(Task description): Exact copies of the records below are required.

========================

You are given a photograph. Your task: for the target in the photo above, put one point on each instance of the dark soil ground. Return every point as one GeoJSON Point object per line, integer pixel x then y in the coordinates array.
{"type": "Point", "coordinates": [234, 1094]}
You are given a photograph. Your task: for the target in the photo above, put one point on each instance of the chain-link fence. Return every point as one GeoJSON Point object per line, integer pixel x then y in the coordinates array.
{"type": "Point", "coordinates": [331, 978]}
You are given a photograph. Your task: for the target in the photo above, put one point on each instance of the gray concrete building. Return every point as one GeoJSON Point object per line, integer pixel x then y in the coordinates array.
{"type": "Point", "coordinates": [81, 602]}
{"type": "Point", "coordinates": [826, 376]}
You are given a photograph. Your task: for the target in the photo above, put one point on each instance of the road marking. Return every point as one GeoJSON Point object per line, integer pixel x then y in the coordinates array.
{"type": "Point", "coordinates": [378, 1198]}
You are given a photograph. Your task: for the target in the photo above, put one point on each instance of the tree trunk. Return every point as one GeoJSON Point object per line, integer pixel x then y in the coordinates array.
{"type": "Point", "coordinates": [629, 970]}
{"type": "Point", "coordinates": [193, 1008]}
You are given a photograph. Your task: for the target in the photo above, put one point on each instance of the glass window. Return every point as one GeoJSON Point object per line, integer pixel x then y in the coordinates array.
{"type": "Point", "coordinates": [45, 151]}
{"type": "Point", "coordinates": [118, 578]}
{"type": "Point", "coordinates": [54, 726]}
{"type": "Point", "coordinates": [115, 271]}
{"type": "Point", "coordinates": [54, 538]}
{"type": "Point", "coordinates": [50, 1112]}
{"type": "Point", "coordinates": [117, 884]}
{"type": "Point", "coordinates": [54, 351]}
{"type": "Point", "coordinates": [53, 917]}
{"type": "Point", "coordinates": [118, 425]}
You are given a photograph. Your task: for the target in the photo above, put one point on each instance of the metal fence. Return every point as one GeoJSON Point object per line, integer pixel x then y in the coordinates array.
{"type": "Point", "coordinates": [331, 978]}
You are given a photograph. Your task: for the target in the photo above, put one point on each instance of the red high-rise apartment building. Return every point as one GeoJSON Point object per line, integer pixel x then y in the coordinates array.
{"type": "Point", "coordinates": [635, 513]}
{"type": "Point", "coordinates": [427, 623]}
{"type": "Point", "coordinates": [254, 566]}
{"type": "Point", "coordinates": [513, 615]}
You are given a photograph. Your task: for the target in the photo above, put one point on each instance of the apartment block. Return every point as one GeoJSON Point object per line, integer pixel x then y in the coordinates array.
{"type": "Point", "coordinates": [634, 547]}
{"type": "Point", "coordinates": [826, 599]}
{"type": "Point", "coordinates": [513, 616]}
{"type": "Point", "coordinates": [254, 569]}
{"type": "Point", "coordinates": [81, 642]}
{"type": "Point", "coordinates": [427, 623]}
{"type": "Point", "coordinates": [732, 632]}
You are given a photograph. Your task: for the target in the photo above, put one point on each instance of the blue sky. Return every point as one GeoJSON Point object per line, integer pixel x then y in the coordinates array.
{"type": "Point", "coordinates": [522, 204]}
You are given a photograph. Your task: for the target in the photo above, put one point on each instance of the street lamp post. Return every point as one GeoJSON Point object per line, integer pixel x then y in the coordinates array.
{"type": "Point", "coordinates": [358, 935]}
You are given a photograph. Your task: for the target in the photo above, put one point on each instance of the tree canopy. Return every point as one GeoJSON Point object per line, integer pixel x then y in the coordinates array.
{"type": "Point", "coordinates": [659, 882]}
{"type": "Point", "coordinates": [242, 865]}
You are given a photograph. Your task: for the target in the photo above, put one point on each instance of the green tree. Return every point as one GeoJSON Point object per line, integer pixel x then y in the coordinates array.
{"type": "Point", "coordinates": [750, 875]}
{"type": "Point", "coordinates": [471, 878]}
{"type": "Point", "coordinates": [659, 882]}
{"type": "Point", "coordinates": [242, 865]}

========================

(Expected answer):
You are given a photograph. Your task: for the target in the photo above, put one point on each instance of the dark soil ground. Return every point as one GeoJSON Point object per line, integer pixel x then y in the coordinates array.
{"type": "Point", "coordinates": [234, 1094]}
You are given a photograph. Your task: for the target in the photo above, put one point on each instance of the chain-link fence. Return every point as one GeoJSON Point object per line, integer pixel x then y in the coordinates array.
{"type": "Point", "coordinates": [331, 978]}
You are given a photograph. Your task: for the target in the photo above, put one point on each instance of the gray concrete building. Return every point as one GeoJSON Point object per line, integer pixel x then y in the coordinates array.
{"type": "Point", "coordinates": [81, 602]}
{"type": "Point", "coordinates": [826, 376]}
You are given a photograph. Your task: for the target in the photo above, put one point on each instance of the road marking. Return every point as one GeoJSON Point object per line, integer pixel x then y in the coordinates array.
{"type": "Point", "coordinates": [378, 1198]}
You are given a photograph. Your task: for the target in the photo above, put one point on each instance of the tree trunk. Return every point as one GeoJSON Point object per line, integer pixel x then y in the coordinates array.
{"type": "Point", "coordinates": [629, 970]}
{"type": "Point", "coordinates": [193, 1008]}
You are given a photograph. Your task: for the target in the photo above, put one point on each instance of the glass window. Return every point as one GeoJSON Point object per line, integer pixel x then y in the coordinates array.
{"type": "Point", "coordinates": [45, 151]}
{"type": "Point", "coordinates": [118, 578]}
{"type": "Point", "coordinates": [54, 726]}
{"type": "Point", "coordinates": [115, 271]}
{"type": "Point", "coordinates": [54, 538]}
{"type": "Point", "coordinates": [50, 1112]}
{"type": "Point", "coordinates": [117, 884]}
{"type": "Point", "coordinates": [54, 351]}
{"type": "Point", "coordinates": [53, 917]}
{"type": "Point", "coordinates": [118, 425]}
You are given a photograph. Your task: for the target in the photo above, put one point on each instance of the metal fence. Return every point as one GeoJSON Point object per line, integer pixel x then y in the coordinates array.
{"type": "Point", "coordinates": [331, 978]}
You are given a photograph. Your task: for the target in the photo above, put one point on each instance of the red high-rise apartment building. Return every point as one GeoJSON Point object per line, integer pixel x then y in the coordinates array.
{"type": "Point", "coordinates": [635, 513]}
{"type": "Point", "coordinates": [427, 623]}
{"type": "Point", "coordinates": [254, 566]}
{"type": "Point", "coordinates": [513, 615]}
You are given a photograph. Your task: for the target in the photo above, put one point on each instance of the apartment block. Return every point as one GeoJSON Point object per line, integer pixel x then y in the coordinates array.
{"type": "Point", "coordinates": [634, 547]}
{"type": "Point", "coordinates": [826, 599]}
{"type": "Point", "coordinates": [513, 616]}
{"type": "Point", "coordinates": [254, 569]}
{"type": "Point", "coordinates": [81, 642]}
{"type": "Point", "coordinates": [427, 623]}
{"type": "Point", "coordinates": [732, 632]}
You are given a photograph. Your task: for the target in the photo above, put one point on each instance of the blue sky. Return every point as one GeoJSON Point object per line, integer pixel x then y in the coordinates array.
{"type": "Point", "coordinates": [522, 204]}
You are given a photograph. Your task: for the target in the photo above, put one point on each instance of the street lamp post. Return every point as one GeoJSON Point object per line, integer pixel x then y in the coordinates array.
{"type": "Point", "coordinates": [358, 935]}
You are given a photograph. Your task: for the target in the photo above, put one point on each instance of the tree canopy. Return every point as one GeoJSON Point object per line, integer pixel x then y in the coordinates array.
{"type": "Point", "coordinates": [659, 882]}
{"type": "Point", "coordinates": [242, 865]}
You are given a photograph. Your task: for the target in the photo above, put one point on each instance of the green tree. Return every point as one GeoJSON Point object per line, integer pixel x then y in the coordinates array.
{"type": "Point", "coordinates": [750, 875]}
{"type": "Point", "coordinates": [471, 878]}
{"type": "Point", "coordinates": [659, 882]}
{"type": "Point", "coordinates": [242, 865]}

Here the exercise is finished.